Task description:
Can you gather every line in the records below that contains the word "skyline"?

Stored records:
---

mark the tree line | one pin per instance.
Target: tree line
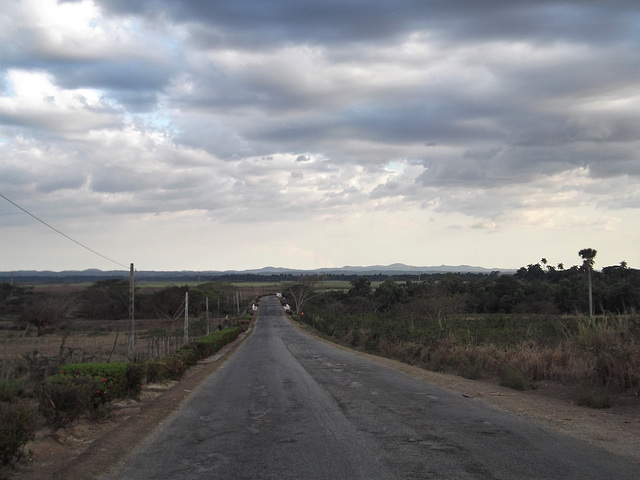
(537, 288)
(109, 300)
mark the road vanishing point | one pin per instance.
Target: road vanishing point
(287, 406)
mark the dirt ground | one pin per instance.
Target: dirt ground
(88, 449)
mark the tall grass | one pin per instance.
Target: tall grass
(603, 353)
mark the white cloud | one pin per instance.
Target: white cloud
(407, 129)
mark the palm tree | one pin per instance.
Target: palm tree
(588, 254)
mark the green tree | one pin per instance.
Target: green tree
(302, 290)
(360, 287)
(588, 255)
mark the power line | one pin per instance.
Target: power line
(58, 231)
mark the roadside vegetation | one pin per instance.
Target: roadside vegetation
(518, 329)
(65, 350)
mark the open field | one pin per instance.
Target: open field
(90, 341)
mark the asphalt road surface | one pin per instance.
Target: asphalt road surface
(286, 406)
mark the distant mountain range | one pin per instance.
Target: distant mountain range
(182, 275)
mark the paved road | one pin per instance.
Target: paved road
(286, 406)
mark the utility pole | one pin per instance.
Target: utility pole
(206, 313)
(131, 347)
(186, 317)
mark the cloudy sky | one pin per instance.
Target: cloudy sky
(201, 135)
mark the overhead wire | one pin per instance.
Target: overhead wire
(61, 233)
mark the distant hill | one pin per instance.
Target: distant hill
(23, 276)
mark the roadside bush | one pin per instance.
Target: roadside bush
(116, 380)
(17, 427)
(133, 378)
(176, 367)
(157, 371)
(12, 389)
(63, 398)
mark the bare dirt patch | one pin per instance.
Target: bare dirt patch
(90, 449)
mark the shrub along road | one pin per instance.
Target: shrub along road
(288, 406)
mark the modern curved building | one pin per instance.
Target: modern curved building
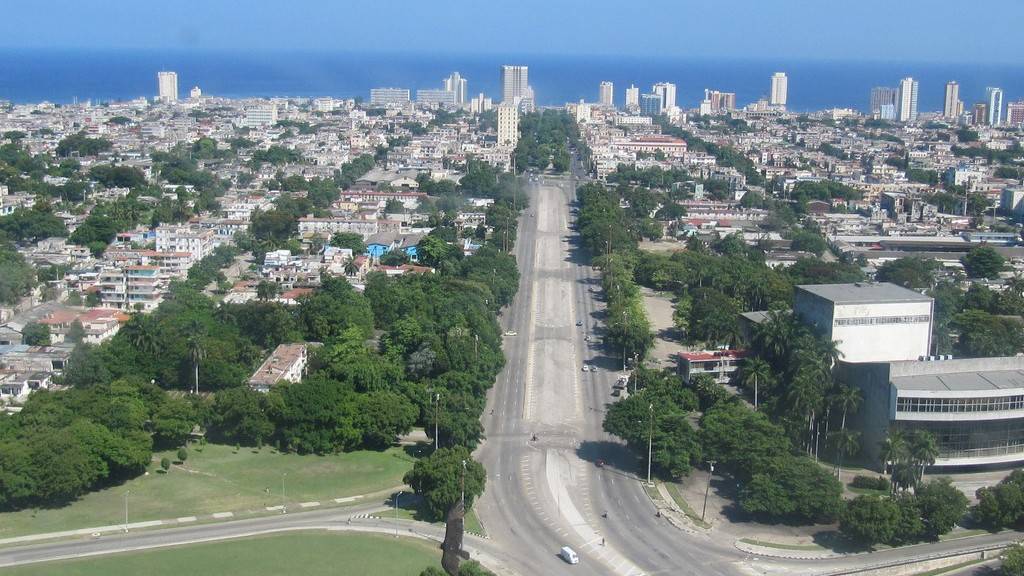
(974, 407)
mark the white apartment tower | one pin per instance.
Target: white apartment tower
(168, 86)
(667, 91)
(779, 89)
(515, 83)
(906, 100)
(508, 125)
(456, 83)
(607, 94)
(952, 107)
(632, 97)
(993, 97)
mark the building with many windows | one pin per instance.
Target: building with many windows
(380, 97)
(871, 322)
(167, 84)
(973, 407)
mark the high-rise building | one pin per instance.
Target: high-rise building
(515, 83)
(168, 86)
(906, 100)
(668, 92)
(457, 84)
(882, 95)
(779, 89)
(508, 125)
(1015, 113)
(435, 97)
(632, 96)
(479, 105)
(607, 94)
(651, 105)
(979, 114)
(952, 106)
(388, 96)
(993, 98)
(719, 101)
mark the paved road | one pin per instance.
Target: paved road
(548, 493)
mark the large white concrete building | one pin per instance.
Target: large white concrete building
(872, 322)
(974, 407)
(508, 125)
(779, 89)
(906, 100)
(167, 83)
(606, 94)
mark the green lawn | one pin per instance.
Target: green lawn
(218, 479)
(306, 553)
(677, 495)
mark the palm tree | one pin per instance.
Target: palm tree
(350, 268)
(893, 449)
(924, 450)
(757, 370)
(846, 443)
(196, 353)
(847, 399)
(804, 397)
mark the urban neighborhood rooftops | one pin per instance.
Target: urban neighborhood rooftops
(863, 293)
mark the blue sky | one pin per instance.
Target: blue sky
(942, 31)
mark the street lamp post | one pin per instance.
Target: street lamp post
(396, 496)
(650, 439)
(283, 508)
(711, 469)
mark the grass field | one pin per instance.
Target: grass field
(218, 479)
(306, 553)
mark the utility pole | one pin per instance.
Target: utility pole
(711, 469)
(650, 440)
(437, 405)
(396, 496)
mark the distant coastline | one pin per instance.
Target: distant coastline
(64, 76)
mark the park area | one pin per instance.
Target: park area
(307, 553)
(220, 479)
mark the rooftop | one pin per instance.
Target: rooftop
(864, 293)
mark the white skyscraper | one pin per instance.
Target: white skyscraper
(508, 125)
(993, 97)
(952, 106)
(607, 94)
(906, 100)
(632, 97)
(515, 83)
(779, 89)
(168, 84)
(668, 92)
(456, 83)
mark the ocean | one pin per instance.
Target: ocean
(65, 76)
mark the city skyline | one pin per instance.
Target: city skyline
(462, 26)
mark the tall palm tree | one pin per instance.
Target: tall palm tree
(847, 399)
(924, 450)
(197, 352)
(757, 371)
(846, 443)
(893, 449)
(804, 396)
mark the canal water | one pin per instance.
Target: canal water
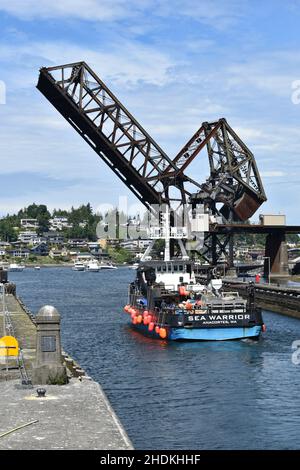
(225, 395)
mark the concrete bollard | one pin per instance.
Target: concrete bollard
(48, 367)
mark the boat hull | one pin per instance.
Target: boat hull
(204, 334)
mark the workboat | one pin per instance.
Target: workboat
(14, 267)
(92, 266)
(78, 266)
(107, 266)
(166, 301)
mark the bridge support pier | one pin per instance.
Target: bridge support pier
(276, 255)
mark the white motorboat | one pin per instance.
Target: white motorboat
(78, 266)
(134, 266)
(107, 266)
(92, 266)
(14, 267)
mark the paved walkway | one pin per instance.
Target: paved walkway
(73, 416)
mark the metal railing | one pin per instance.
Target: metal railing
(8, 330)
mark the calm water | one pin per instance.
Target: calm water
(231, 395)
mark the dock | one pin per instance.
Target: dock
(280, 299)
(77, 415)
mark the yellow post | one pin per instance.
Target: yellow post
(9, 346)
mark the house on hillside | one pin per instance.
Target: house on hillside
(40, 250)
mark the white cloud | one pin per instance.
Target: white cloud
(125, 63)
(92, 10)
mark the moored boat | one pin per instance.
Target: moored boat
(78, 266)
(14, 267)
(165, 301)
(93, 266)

---

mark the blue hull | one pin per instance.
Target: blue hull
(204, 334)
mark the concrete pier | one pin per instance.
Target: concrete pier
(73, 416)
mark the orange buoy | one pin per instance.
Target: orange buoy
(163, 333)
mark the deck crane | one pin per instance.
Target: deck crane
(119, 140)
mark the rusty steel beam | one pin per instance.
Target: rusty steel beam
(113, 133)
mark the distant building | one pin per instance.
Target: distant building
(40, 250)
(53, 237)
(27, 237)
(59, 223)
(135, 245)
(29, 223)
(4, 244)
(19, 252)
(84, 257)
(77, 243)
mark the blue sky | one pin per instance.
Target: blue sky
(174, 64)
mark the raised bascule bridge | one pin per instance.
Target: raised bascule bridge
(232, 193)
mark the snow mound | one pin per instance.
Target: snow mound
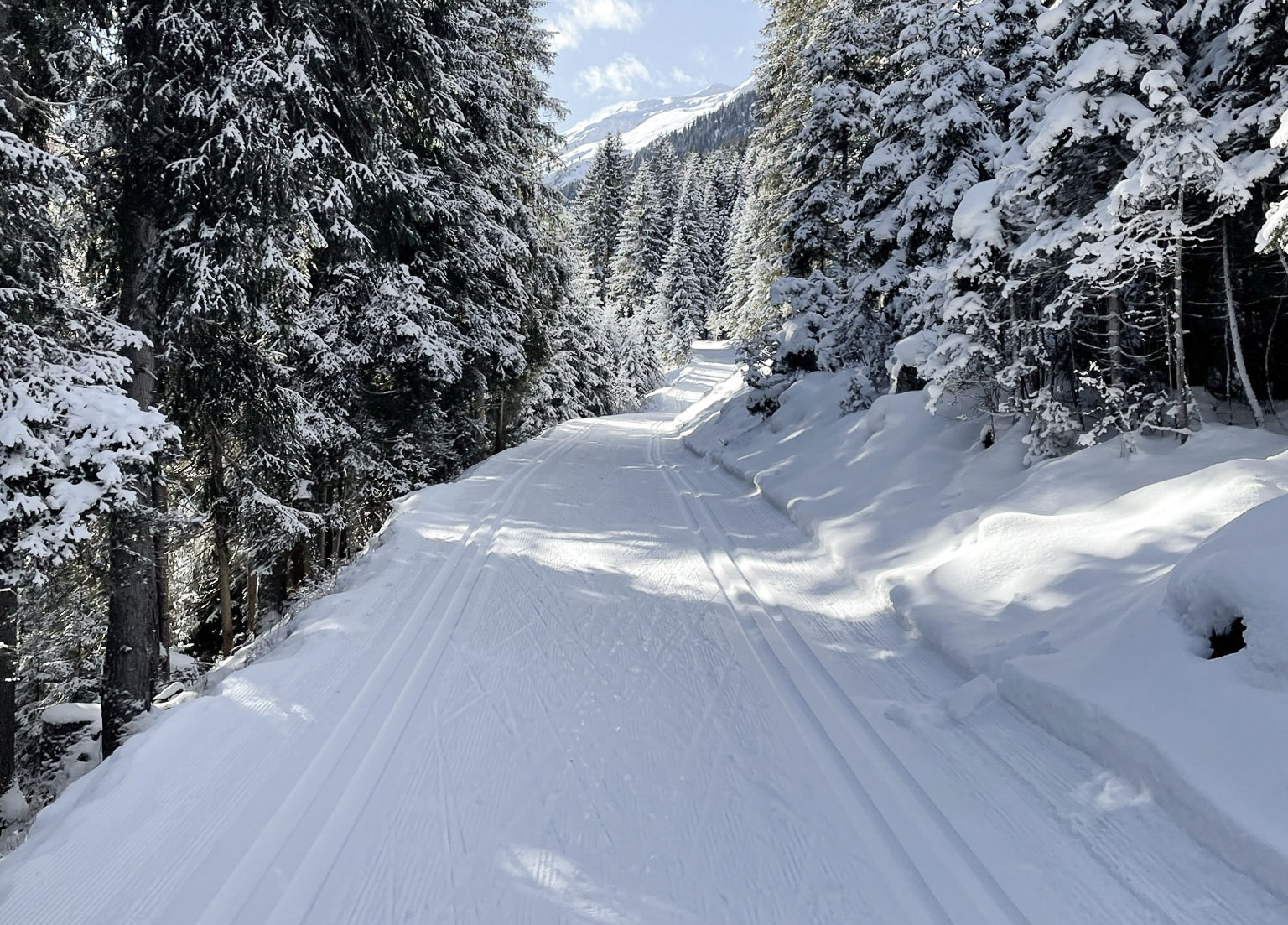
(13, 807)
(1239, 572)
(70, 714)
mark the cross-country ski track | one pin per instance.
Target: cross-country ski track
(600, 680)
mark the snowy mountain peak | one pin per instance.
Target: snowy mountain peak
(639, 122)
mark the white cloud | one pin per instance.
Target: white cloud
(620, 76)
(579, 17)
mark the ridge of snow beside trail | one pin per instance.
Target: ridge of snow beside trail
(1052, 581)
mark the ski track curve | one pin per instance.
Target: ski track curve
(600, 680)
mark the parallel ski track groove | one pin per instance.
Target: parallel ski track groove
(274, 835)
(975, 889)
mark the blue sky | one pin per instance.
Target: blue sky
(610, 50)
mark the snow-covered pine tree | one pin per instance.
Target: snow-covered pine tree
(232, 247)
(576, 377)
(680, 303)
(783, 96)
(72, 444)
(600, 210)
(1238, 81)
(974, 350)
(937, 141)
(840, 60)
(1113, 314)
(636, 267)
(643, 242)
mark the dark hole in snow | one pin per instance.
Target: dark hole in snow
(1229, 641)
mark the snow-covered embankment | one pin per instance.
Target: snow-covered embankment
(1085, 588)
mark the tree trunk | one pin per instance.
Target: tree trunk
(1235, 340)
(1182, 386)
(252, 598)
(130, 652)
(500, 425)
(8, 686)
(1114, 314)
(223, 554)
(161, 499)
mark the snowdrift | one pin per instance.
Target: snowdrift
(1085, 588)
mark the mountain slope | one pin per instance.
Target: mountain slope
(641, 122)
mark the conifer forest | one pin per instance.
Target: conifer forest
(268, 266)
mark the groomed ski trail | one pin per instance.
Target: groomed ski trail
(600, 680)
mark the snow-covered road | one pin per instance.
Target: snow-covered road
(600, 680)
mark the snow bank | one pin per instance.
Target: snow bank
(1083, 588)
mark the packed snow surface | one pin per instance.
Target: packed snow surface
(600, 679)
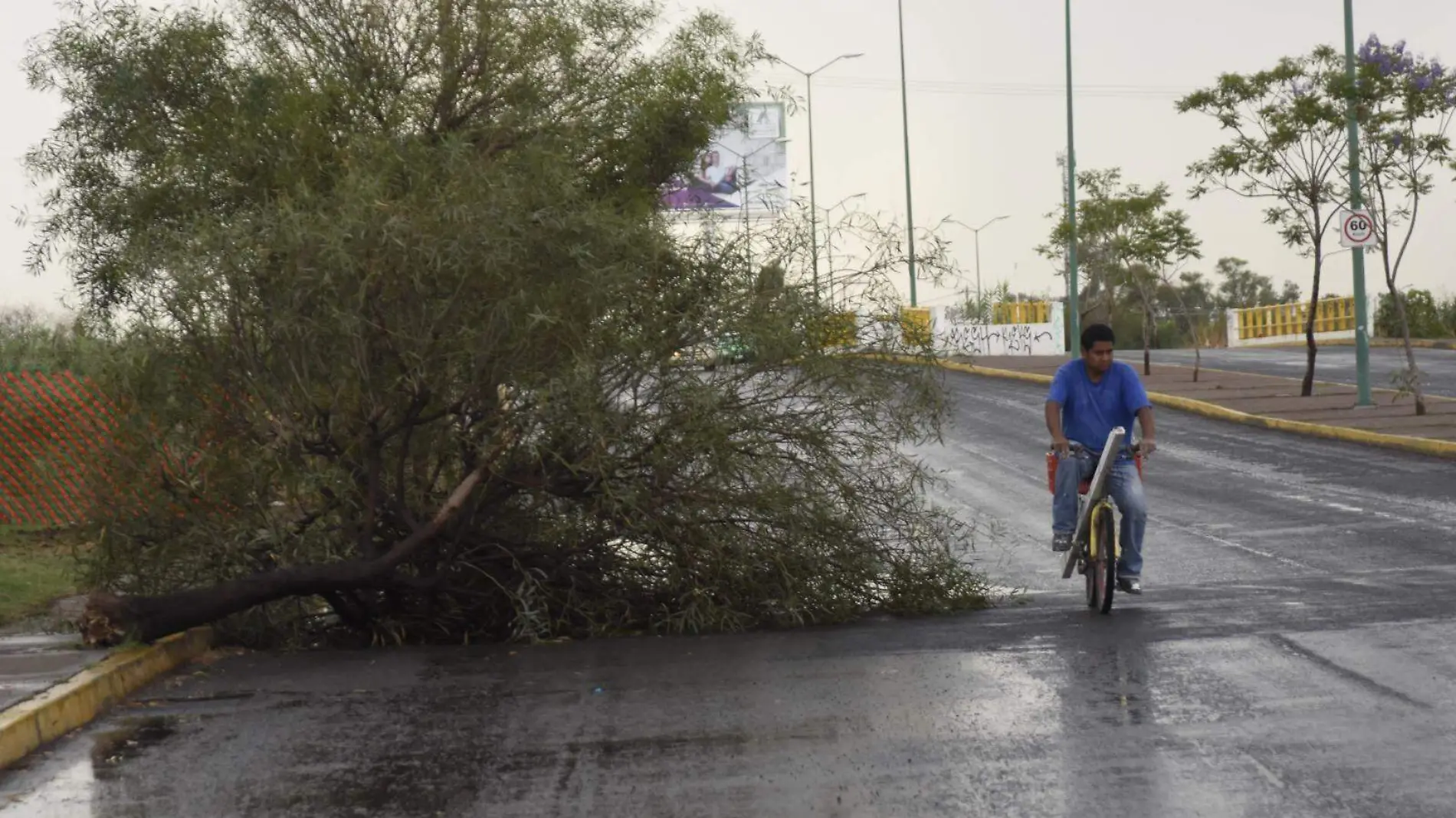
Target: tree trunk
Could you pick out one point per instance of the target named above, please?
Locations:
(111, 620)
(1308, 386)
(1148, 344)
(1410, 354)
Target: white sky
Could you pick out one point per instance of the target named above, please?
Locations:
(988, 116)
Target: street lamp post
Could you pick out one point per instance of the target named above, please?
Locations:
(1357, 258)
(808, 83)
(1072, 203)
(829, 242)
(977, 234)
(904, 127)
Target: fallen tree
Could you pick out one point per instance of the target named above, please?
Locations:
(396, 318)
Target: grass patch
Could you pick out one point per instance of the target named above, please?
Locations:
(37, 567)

---

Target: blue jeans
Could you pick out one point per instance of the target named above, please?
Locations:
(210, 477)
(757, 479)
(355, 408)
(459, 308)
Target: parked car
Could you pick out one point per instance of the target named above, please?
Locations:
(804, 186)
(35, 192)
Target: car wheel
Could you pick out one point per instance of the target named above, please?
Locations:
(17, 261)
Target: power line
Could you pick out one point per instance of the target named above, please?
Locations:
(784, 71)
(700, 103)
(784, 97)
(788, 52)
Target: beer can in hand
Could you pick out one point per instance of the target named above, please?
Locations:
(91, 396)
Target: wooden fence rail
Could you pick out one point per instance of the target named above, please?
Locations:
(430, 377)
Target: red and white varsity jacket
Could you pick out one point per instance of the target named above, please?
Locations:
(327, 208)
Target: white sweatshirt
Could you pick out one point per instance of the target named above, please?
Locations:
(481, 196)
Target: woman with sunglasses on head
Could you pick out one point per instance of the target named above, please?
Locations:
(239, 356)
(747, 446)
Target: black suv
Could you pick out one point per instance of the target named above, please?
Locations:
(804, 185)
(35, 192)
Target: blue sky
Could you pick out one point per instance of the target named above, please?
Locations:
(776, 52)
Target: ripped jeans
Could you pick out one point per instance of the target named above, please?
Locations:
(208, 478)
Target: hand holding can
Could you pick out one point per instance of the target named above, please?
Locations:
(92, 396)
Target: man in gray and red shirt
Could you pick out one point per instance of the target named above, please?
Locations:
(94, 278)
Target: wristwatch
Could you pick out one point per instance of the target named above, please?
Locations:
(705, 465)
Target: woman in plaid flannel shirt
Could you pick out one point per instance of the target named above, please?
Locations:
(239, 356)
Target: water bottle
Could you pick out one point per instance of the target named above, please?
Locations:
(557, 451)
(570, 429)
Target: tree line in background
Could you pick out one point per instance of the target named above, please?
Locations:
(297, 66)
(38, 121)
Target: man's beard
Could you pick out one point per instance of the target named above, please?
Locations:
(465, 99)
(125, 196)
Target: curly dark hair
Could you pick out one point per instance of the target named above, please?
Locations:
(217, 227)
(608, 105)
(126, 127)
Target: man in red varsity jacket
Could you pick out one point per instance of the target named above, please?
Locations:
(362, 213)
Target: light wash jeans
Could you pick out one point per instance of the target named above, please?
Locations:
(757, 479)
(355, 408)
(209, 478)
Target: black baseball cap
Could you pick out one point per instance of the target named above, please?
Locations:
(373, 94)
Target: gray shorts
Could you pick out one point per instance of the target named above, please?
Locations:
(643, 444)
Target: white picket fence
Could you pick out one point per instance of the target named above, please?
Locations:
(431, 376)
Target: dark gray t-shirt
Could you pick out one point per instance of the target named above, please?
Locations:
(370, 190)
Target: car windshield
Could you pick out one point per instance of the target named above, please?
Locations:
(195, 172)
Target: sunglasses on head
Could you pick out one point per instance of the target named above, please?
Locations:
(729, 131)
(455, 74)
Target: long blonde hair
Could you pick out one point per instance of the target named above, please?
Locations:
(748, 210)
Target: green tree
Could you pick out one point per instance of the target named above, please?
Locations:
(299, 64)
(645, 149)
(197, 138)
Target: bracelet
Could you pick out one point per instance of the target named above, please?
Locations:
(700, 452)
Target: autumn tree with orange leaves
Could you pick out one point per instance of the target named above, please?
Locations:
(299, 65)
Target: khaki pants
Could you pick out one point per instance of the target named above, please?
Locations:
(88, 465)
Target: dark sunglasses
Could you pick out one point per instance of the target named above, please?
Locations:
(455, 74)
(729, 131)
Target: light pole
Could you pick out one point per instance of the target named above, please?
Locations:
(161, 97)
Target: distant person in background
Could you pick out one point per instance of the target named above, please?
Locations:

---

Exercise result:
mark the city skyline | one pin per instance.
Target: city skyline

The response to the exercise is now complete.